■ **Description of the task**: Give again the entries below exactly, beginning at the first line and ending at the line with "333L535 335L516 315L444".

*** Opening Supplied information ***

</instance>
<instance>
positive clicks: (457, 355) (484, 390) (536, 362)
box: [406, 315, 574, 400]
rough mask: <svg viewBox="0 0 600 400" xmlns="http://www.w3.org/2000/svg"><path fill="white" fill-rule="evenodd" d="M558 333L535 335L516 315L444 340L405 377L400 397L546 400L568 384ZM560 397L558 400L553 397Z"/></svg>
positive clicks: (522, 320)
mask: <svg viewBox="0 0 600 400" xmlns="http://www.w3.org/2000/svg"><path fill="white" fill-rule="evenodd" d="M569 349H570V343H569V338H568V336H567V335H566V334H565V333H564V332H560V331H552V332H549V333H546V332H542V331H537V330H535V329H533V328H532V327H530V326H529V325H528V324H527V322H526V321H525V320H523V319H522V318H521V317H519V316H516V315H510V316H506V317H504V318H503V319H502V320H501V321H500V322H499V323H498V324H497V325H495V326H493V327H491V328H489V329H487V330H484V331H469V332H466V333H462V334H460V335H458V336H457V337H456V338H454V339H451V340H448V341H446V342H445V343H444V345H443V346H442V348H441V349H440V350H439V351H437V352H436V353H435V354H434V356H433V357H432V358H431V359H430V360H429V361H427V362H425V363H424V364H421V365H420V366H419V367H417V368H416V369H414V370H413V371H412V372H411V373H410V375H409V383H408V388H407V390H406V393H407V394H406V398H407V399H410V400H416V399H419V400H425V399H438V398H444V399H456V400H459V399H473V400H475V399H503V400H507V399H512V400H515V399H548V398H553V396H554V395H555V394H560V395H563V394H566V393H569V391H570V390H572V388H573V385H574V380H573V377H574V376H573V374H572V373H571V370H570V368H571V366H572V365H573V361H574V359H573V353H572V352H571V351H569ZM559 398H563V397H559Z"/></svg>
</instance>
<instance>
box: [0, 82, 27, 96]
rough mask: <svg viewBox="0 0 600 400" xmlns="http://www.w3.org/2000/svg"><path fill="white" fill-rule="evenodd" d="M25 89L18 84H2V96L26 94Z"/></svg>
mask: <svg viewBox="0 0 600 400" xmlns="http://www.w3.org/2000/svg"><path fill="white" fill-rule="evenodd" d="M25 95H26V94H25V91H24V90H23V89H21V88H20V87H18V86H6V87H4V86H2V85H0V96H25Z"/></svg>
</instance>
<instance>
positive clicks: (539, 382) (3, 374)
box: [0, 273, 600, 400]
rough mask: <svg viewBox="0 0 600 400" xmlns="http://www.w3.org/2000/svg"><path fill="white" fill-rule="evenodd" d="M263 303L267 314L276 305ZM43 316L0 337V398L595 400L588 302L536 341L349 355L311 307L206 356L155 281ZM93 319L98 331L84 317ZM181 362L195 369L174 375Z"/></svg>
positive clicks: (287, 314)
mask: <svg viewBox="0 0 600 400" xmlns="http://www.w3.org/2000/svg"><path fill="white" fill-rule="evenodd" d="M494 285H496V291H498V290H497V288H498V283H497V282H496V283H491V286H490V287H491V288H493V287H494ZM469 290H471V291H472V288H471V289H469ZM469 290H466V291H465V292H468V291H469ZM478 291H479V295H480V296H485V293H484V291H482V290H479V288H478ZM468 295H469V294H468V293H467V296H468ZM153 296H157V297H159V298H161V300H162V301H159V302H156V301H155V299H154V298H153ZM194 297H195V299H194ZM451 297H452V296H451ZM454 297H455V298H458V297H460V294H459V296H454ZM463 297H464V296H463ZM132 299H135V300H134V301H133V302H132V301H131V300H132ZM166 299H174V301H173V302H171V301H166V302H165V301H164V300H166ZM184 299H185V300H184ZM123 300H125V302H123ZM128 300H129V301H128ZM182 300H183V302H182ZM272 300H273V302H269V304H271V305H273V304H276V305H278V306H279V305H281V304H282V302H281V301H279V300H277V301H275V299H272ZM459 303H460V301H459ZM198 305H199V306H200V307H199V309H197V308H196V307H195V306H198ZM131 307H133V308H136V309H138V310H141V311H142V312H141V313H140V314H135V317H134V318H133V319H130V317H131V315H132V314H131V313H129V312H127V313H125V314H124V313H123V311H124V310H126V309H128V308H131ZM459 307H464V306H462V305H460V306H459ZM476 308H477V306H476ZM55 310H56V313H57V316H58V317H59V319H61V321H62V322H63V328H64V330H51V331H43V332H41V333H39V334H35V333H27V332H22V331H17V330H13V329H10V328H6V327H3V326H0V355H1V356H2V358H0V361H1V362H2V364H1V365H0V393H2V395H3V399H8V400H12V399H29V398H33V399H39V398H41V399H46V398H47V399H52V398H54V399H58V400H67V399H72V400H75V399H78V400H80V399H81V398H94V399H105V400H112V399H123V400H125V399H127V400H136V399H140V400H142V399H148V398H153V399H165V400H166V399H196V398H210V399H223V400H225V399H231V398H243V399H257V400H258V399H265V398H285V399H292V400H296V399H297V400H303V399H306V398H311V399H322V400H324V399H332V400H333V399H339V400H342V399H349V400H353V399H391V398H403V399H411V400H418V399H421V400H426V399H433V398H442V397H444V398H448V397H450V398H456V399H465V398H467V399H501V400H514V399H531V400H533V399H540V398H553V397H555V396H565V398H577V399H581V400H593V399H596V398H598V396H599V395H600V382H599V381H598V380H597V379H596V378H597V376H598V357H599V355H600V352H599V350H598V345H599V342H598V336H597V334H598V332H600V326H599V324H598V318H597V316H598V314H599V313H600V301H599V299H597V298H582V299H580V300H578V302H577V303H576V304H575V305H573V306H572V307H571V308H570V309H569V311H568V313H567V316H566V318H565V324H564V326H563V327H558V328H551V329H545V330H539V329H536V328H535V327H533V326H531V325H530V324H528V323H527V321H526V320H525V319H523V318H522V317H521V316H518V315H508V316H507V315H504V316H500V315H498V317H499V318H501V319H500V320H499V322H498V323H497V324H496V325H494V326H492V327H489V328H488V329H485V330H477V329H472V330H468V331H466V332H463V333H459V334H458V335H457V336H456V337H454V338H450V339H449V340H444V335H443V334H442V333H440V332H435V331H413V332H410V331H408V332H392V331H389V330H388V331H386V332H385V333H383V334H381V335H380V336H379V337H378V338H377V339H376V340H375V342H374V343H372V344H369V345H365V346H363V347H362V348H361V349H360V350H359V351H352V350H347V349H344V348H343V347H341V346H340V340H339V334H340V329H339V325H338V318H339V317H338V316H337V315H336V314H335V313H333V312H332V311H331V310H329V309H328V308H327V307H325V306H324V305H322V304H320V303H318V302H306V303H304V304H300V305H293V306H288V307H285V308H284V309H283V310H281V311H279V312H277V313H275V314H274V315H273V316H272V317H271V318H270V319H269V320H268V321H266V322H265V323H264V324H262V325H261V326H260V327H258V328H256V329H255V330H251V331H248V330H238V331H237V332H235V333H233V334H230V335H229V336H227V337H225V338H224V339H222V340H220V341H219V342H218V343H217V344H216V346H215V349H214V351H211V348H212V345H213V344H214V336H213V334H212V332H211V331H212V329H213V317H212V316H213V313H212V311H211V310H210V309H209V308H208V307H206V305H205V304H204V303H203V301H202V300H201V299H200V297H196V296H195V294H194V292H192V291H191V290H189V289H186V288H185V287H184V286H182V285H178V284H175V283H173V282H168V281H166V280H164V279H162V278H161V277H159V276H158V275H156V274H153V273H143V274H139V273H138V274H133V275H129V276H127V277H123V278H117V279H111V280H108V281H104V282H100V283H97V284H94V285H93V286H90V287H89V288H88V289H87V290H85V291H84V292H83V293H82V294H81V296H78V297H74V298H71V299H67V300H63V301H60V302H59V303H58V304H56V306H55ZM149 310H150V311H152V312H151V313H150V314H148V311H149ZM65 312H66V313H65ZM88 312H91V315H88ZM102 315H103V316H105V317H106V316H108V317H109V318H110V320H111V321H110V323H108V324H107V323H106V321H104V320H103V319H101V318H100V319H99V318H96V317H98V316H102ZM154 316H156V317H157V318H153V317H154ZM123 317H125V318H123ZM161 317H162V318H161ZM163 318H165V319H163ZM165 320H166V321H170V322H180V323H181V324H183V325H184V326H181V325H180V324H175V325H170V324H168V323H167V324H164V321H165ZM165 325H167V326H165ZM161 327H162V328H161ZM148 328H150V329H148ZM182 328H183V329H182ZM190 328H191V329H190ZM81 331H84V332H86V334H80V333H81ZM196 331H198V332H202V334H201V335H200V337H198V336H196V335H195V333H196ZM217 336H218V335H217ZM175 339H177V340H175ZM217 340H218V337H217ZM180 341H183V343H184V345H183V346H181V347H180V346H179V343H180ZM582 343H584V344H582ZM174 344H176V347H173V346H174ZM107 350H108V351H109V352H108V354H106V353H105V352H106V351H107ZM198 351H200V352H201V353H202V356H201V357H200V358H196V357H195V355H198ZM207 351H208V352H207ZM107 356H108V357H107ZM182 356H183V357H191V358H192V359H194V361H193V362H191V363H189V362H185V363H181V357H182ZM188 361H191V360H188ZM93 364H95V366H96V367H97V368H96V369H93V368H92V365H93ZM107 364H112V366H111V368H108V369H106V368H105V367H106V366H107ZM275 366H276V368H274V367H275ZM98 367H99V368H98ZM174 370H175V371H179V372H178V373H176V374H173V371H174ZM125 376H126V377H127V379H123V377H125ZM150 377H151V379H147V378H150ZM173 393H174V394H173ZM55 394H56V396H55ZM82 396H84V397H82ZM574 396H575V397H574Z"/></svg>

*** Closing Supplied information ***

■ **Answer area**:
</instance>
<instance>
positive clicks: (457, 355) (484, 390) (536, 362)
box: [406, 315, 574, 400]
rough mask: <svg viewBox="0 0 600 400" xmlns="http://www.w3.org/2000/svg"><path fill="white" fill-rule="evenodd" d="M558 333L535 335L516 315L444 340L405 377L400 397L546 400L568 384ZM560 397L558 400L553 397Z"/></svg>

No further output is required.